▸ The task:
Restate the data exactly, with nothing altered.

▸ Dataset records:

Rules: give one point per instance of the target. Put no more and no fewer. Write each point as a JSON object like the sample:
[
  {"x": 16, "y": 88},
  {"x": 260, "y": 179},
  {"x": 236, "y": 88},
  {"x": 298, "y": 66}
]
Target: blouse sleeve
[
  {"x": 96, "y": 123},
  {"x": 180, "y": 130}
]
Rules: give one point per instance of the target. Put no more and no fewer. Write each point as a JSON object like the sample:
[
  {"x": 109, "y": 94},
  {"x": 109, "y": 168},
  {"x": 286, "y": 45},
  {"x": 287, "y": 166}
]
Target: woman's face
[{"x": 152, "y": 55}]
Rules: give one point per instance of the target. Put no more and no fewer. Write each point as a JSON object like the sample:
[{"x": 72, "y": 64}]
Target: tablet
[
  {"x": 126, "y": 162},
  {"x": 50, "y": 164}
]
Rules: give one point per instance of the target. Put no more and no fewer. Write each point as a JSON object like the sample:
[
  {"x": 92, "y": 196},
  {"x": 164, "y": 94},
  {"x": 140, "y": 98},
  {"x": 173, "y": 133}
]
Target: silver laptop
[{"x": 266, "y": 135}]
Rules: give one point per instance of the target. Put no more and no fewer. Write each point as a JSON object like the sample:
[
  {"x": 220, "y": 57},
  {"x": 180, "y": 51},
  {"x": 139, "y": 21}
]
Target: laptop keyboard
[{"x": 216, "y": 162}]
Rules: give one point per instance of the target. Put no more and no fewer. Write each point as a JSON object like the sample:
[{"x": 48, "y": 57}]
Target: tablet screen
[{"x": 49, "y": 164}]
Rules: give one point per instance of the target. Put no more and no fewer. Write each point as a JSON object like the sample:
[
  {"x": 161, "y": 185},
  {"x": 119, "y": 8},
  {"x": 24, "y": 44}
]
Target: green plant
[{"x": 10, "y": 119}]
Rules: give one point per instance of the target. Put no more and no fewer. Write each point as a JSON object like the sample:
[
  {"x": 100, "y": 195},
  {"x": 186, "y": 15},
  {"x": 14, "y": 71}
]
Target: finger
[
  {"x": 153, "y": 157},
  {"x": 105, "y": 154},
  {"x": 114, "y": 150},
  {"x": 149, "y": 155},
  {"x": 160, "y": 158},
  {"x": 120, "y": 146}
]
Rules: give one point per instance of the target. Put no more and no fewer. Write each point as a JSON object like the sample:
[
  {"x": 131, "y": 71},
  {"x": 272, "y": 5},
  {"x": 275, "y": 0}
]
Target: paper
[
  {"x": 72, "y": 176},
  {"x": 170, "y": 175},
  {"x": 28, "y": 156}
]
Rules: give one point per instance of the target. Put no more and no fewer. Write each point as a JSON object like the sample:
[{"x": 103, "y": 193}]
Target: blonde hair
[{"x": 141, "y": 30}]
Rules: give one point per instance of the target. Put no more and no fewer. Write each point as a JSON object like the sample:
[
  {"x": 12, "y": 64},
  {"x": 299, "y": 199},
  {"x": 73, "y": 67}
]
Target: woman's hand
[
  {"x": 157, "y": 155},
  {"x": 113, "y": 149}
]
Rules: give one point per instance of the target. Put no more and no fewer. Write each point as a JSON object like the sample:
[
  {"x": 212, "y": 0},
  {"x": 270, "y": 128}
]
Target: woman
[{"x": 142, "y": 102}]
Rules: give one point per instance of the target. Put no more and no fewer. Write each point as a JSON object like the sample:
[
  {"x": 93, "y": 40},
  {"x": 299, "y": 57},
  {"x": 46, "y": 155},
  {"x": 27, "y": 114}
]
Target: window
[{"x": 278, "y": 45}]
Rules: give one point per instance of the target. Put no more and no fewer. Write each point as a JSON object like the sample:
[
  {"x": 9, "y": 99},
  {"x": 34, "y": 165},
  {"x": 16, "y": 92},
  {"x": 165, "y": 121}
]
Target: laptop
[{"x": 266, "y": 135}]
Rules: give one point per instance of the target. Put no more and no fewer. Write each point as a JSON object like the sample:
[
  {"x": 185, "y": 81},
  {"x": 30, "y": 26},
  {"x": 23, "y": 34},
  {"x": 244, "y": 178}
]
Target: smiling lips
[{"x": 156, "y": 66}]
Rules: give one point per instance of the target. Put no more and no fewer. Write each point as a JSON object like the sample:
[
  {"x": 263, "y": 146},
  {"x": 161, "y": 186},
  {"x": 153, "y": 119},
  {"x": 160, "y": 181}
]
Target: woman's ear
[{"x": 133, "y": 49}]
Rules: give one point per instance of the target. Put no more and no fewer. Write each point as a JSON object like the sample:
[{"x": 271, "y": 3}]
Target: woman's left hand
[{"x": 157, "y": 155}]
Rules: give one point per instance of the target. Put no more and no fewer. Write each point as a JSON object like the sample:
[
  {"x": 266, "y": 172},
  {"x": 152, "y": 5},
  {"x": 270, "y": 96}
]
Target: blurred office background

▸ Written answer:
Rules: give one point per instance of the target. Put no more and no fewer. Write each point as a JSON object like the sample:
[
  {"x": 16, "y": 88},
  {"x": 260, "y": 179},
  {"x": 236, "y": 88},
  {"x": 298, "y": 66}
]
Target: blouse sleeve
[
  {"x": 96, "y": 123},
  {"x": 180, "y": 130}
]
Rules: give one point per instance of the target. Put no more and no fewer. Write each point as a JSON object like the sample:
[
  {"x": 109, "y": 94},
  {"x": 109, "y": 168},
  {"x": 286, "y": 45},
  {"x": 287, "y": 166}
]
Target: woman's face
[{"x": 152, "y": 55}]
Rules: give one point per instance of the target. Put no more and no fewer. Write each point as a JSON object like the sample:
[{"x": 72, "y": 64}]
Target: tablet
[
  {"x": 126, "y": 162},
  {"x": 50, "y": 164}
]
Rules: give one point per instance of the target. Put no more and no fewer. Write each point as a JSON object like the sample:
[
  {"x": 92, "y": 196},
  {"x": 164, "y": 94},
  {"x": 140, "y": 98},
  {"x": 173, "y": 133}
]
Target: silver laptop
[{"x": 266, "y": 135}]
Rules: give one point per instance of the target. Put no more and no fewer. Write each point as a JSON object like the sample:
[
  {"x": 220, "y": 57},
  {"x": 180, "y": 51},
  {"x": 139, "y": 21}
]
Target: laptop keyboard
[{"x": 216, "y": 162}]
Rules: give one point per instance of the target. Put no more and no fewer. Write each point as a JSON object like the sample:
[{"x": 48, "y": 57}]
Target: tablet screen
[{"x": 49, "y": 164}]
Rules: give one point per instance of the target. Put no more and no fewer. Write each point as a JSON object like the sample:
[
  {"x": 161, "y": 185},
  {"x": 119, "y": 8},
  {"x": 24, "y": 44}
]
Target: green plant
[{"x": 10, "y": 119}]
Rules: give one point per instance of the target. Put no more and no fewer. Write each point as a JSON object like the sample:
[
  {"x": 100, "y": 195},
  {"x": 186, "y": 15},
  {"x": 14, "y": 71}
]
Target: finger
[
  {"x": 153, "y": 157},
  {"x": 105, "y": 154},
  {"x": 114, "y": 150},
  {"x": 149, "y": 155},
  {"x": 160, "y": 158},
  {"x": 120, "y": 146}
]
Rules: give one point per instance of the target. Put no more and no fewer. Write each point as a JSON object like the sample:
[
  {"x": 131, "y": 71},
  {"x": 272, "y": 5},
  {"x": 275, "y": 0}
]
Target: paper
[
  {"x": 72, "y": 176},
  {"x": 170, "y": 175},
  {"x": 28, "y": 156}
]
Rules: give one point per instance of the target. Put no more and no fewer. Write each point as a JSON object like the sample:
[{"x": 103, "y": 193}]
Target: blonde hair
[{"x": 141, "y": 30}]
Rules: give one point per instance of the target. Put no more and no fewer. Write each point as a JSON object like the sample:
[
  {"x": 12, "y": 64},
  {"x": 299, "y": 199},
  {"x": 73, "y": 67}
]
Target: woman's hand
[
  {"x": 157, "y": 155},
  {"x": 113, "y": 149}
]
Rules: give one point per instance of the target. Put no more and no fewer. Write each point as a JSON object like the sample:
[
  {"x": 212, "y": 0},
  {"x": 270, "y": 128}
]
Target: woman
[{"x": 142, "y": 102}]
Rules: give one point per instance of the target. Put no more and no fewer. Write each point as a JSON object like the sample:
[
  {"x": 93, "y": 40},
  {"x": 299, "y": 57},
  {"x": 46, "y": 155},
  {"x": 27, "y": 114}
]
Target: window
[{"x": 278, "y": 45}]
Rules: give one point per instance of the target. Put no more and no fewer. Write each point as a JSON object like the sample:
[
  {"x": 9, "y": 99},
  {"x": 34, "y": 165},
  {"x": 16, "y": 92},
  {"x": 165, "y": 121}
]
Target: laptop
[{"x": 266, "y": 135}]
Rules: give one point per instance of the target. Put no more and no fewer. Write each point as a JSON object like the sample:
[
  {"x": 185, "y": 81},
  {"x": 30, "y": 26},
  {"x": 23, "y": 34},
  {"x": 244, "y": 178}
]
Target: smiling lips
[{"x": 156, "y": 66}]
Rules: give one point per instance of the target. Put no more and no fewer. Write each point as a JSON object like the sample:
[
  {"x": 263, "y": 146},
  {"x": 161, "y": 186},
  {"x": 153, "y": 119},
  {"x": 160, "y": 181}
]
Target: woman's ear
[{"x": 133, "y": 49}]
Rules: give one point per instance of the target. Put no more and no fewer. Write each point as a JSON object like the sample:
[{"x": 271, "y": 3}]
Target: woman's left hand
[{"x": 157, "y": 155}]
Rules: give one point per instance of the target. Put no more and no fewer. Write each point as a JSON object like the sample:
[
  {"x": 266, "y": 172},
  {"x": 152, "y": 5},
  {"x": 270, "y": 96}
]
Target: blurred office background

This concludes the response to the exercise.